____ INFORMATION GIVEN

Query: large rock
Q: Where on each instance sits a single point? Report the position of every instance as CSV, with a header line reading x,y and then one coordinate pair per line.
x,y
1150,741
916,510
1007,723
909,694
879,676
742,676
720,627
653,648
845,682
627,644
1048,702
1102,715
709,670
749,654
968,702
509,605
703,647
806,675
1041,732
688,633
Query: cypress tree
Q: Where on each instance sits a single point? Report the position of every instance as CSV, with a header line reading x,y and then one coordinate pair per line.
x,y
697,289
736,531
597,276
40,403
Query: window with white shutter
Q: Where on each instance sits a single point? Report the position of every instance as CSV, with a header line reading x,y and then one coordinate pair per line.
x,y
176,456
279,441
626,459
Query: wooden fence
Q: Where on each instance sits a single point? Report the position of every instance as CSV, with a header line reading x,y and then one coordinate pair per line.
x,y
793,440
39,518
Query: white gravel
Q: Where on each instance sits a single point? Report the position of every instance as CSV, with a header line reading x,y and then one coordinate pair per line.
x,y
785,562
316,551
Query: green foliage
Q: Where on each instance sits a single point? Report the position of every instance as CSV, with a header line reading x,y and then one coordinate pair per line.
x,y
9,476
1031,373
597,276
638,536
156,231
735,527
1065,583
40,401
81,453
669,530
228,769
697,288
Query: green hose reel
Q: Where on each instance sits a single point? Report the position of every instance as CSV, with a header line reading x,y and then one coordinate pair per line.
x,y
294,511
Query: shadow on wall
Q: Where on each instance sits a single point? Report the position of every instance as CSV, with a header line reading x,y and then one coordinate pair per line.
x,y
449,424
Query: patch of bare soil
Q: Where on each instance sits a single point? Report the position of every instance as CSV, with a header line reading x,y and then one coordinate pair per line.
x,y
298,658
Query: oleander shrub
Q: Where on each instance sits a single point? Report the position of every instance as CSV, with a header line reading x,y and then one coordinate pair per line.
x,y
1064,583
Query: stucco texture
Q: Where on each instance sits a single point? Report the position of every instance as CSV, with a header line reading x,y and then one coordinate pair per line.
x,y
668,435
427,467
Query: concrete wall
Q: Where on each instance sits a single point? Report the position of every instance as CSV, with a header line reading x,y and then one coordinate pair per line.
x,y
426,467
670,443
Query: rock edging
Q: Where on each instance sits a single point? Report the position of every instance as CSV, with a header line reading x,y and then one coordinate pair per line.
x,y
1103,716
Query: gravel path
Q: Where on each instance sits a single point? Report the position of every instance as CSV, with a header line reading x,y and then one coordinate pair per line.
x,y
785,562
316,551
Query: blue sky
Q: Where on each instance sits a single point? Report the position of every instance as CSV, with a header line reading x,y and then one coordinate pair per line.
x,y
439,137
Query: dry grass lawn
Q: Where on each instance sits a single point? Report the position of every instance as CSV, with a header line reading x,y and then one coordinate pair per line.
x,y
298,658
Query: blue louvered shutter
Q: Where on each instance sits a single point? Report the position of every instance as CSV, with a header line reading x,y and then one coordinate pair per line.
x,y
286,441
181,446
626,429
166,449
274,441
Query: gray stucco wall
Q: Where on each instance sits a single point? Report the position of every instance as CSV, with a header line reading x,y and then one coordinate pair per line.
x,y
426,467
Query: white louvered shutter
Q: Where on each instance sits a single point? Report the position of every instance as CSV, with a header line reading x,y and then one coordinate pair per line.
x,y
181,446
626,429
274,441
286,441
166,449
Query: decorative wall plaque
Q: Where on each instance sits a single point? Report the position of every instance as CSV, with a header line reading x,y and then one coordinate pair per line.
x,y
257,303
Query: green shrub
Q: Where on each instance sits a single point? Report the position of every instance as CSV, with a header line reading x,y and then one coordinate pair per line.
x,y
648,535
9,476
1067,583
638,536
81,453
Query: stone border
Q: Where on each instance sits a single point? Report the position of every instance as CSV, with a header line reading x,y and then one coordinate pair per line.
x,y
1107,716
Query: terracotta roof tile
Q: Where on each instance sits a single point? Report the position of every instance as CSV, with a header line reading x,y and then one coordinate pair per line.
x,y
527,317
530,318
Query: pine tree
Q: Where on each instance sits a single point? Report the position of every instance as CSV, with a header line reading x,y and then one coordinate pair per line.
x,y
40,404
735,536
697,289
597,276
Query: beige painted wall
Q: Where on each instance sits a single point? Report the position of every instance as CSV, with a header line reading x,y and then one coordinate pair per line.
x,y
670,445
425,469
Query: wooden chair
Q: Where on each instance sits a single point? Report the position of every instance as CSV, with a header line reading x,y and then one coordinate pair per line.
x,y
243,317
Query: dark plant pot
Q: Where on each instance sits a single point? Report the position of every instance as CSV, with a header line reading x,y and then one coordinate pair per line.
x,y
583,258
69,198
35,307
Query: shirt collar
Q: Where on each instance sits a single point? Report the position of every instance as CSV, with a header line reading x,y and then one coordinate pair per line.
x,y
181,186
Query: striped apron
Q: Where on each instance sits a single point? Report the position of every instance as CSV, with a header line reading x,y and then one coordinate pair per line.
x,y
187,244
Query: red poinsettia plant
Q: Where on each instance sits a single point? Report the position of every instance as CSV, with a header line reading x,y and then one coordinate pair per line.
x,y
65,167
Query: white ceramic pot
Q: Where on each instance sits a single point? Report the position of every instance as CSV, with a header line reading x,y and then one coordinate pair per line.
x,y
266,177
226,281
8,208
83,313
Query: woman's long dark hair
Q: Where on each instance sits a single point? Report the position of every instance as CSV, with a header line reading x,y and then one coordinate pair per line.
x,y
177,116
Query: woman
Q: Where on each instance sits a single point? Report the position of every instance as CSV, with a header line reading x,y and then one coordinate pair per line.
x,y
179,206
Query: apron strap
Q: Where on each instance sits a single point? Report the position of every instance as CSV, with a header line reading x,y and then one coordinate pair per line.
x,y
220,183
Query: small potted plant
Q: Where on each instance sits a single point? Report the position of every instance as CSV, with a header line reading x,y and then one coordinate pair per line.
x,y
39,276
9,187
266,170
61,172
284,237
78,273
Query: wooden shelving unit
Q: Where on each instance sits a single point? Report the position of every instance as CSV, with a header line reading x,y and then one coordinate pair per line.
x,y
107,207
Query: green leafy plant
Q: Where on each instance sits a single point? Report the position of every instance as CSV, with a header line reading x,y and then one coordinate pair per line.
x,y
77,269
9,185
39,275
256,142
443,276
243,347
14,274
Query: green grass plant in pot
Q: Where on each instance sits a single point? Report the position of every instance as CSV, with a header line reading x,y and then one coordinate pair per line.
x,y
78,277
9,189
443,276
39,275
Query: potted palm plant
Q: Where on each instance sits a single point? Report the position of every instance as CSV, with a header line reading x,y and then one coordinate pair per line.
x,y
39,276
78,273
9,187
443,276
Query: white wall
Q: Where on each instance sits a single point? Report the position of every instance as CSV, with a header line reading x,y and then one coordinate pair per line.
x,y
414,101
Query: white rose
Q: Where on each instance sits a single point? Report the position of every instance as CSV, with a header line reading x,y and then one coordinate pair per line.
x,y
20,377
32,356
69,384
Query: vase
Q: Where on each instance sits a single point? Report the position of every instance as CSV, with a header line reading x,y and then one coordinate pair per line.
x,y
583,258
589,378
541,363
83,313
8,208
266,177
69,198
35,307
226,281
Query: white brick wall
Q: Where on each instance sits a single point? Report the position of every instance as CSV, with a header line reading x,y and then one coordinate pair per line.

________

- [TASK TO COMPLETE]: Repeat the data precisely, line by line.

- [THE RESULT]:
Query: large rock
Q: Where on each instance sits a single point? Report the position of every instance as CSV, with a header line reading x,y and then one coordinate pair per line.
x,y
1150,741
916,510
1007,723
909,694
879,676
742,676
720,627
653,648
845,682
627,644
1048,702
1102,715
709,670
749,654
968,702
509,605
703,647
806,675
1041,732
688,633
Query: cypress tree
Q: Where on each instance sits a single point? Report the position of every instance as CSV, with a header line reading x,y and then one coordinate pair per line.
x,y
697,289
736,531
597,276
40,403
Query: window with white shutter
Q: Where on each instance sits a single point? Report the position of every instance as CSV, with a header line reading x,y and then one coordinate pair per line.
x,y
176,456
279,441
626,459
Query: wooden fence
Q: Where on each instance sits a single point? Report the position of every instance as CSV, with a header line reading x,y and then one coordinate pair per line.
x,y
793,440
39,518
Query: white gravel
Q: Where on each instance sits a single point? Report the position of every instance as CSV, with a header line reading x,y and then one coordinate pair per line.
x,y
785,562
316,551
Query: green foliage
Q: Where on each instance sits a single point? Report the position of every instance as CSV, with a header line reading x,y and then one coordinate pair per line.
x,y
9,476
1031,373
597,276
638,536
156,231
735,527
1065,583
40,401
81,453
669,530
228,769
697,288
Query: green hose reel
Q: Where on each instance sits a single point? Report the position of every instance as CSV, with a header line reading x,y and then one coordinate pair per line.
x,y
294,511
Query: shadow on wall
Q: Where on each instance sits a single point? Report the position of every instance as CSV, with a header line reading x,y and then one coordinate pair per line.
x,y
449,424
Query: patch of bare soil
Q: Where on each instance sits a single point? Report the position of every instance as CSV, with a header line reading x,y and then one coordinate pair per line.
x,y
298,658
Query: oleander shrub
Q: Where on each instance sits a single point? Report the position of every instance as CSV, with a header line reading x,y and then one coordinate pair per line.
x,y
1064,583
Query: stucco texture
Q: Where on each instance sits a single point? Report the position of every instance as CSV, with a header line reading x,y and then one coordinate pair per line.
x,y
668,435
427,467
Query: concrete wall
Q: Where on each instance sits a single point? Report the position of every instance as CSV, with a header line reading x,y and then one coordinate pair per line.
x,y
426,467
670,443
Query: rock edging
Q: Where on each instance sits a single point? Report the position of every instance as CSV, with a header line reading x,y and then one coordinate pair per line.
x,y
1103,716
Query: gravel path
Q: Where on each instance sits a single point? Report the position of every instance as CSV, with a header line reading x,y and then one coordinate pair per line.
x,y
785,562
316,551
Query: blue sky
Q: Where on each instance sits a single point? Report the position of every instance as CSV, with a header line reading x,y and then one coordinate pair per line.
x,y
439,137
Query: dry grass lawn
Q: Where on each instance sits a single point? Report the position of every instance as CSV, with a header line reading x,y and then one coordinate pair per line.
x,y
298,658
Query: blue louvered shutter
Q: Where on each instance sits a single point? Report the position of every instance as CSV, with a header line reading x,y and then one coordinate pair per line.
x,y
286,441
181,446
626,429
166,449
274,441
Query: gray stucco wall
Q: Where on each instance sits a single point? Report the position of every instance as CSV, with a header line reading x,y and then one coordinate pair per line.
x,y
426,467
Query: white louvered shutter
Q: Where on each instance sits a single point? Report the position of every instance as CSV, with a header line reading x,y and then one coordinate pair per line.
x,y
181,446
626,429
274,441
286,441
166,449
Query: decorative wall plaque
Q: Where on each instance sits a single point? Report the position of every instance as CSV, with a header line reading x,y and then one coordinate pair per line.
x,y
257,303
Query: green shrub
Q: Where on each instance sits a single point? Report the position of every instance as CSV, with a header line reading x,y and then one coordinate pair per line.
x,y
648,535
9,476
1067,583
638,536
81,453
Query: stone border
Q: Where on each instance sits a single point? Report the position of every instance as CSV, with a header line reading x,y and then one coordinate pair per line.
x,y
1107,716
Query: terracotta roof tile
Q: Where on each instance sits a single point? Report the position of every instance as CSV, with a header line reading x,y and then one coordinate pair per line.
x,y
527,317
530,318
Query: pine tree
Q: Where on each instance sits a single point? Report the position of every instance as CSV, with a header line reading x,y and then one coordinate pair per line.
x,y
40,404
735,536
697,289
597,276
Query: beige painted wall
Q: Where on each instance sits a single point? Report the position of every instance as CSV, with a header line reading x,y and then one coordinate pair per line.
x,y
670,445
425,469
Query: wooden chair
Q: Where on each instance sits a single point? Report the position of every instance as CSV, with a header line reading x,y and then one coordinate pair per line.
x,y
243,317
Query: dark plant pot
Q: Where on each instance sits a single point? Report the position of every instance as CSV, with a header line reading x,y and then one coordinate pair per line.
x,y
583,258
69,198
35,307
Query: shirt collar
Q: Where on each instance sits a single point? Report the position of every instance as CSV, with a header line reading x,y and then one coordinate pair per line.
x,y
181,186
Query: striped apron
Q: Where on each instance sits a single point? Report the position of every instance as CSV, with a header line reading x,y and then one coordinate pair per line.
x,y
187,244
Query: red poinsettia plant
Q: Where on each instance sits a single point? Report the position of every instance as CSV, with a header line reading x,y and then one coordinate pair per line.
x,y
65,167
Query: white ceramic pot
Q: Where on each instance sits a single point? Report the position of every instance as CSV, with a header line reading x,y and then one coordinate pair per line.
x,y
266,177
226,281
8,208
83,313
Query: woman's long dark hair
Q: Where on each instance sits a single point? Report the position of every instance as CSV, with a header line reading x,y and then one coordinate pair per line.
x,y
177,116
Query: woman
Q: Where on each instance sits a single point? Report the position of every instance as CSV, with a header line reading x,y and then one coordinate pair per line.
x,y
179,206
Query: apron strap
Q: Where on each instance sits a single point? Report the position of every instance as CSV, with a header line reading x,y and then one coordinate pair per line.
x,y
220,183
Query: small potted plant
Q: Where on each instance sits a single point? Report the position of every instance as CSV, with a header line reading x,y and then one coordinate pair per line.
x,y
39,276
9,187
266,170
61,172
284,237
78,273
Query: wooden shelving unit
Q: Where on each instance sits a single point? Report the position of every instance as CSV, with a header line reading x,y and then one coordinate pair per line.
x,y
107,207
Query: green leafy plant
Q: Where on each instance sits a single point? Report the position of every instance as CSV, with a header line reading x,y and then one coordinate pair per line.
x,y
77,269
9,185
39,275
256,142
443,276
243,347
14,274
Query: green grass plant in pot
Q: Where on each instance sits a single point? Report the position of every instance as CSV, with a header line reading x,y and then one coordinate pair per line.
x,y
78,277
9,189
443,276
39,275
Query: potted palm plant
Q: Where on each instance sits a single point? Report the position of every instance as CSV, with a header line reading x,y and then one coordinate pair per line.
x,y
39,276
78,273
9,187
443,276
Query: white wall
Q: Where on each instance sits a single point? Report the position of every instance as CSV, with a header line reading x,y and then one coordinate pair per line.
x,y
414,101
Query: white rose
Q: Where on each instance sits a single point? Report the position of every instance as CSV, with a header line reading x,y and then one coordinate pair per line.
x,y
20,377
32,356
69,384
Query: vase
Q: Where on each instance sits a single point? Report the position of every instance as CSV, with a header line reading x,y and then one coordinate pair per line.
x,y
583,258
589,378
541,363
83,313
8,208
266,177
69,198
35,307
226,281
Query: white brick wall
Q: Where on each instance sits a single point? Report the position of every instance as CSV, with a header line reading x,y and then one coordinate pair per line.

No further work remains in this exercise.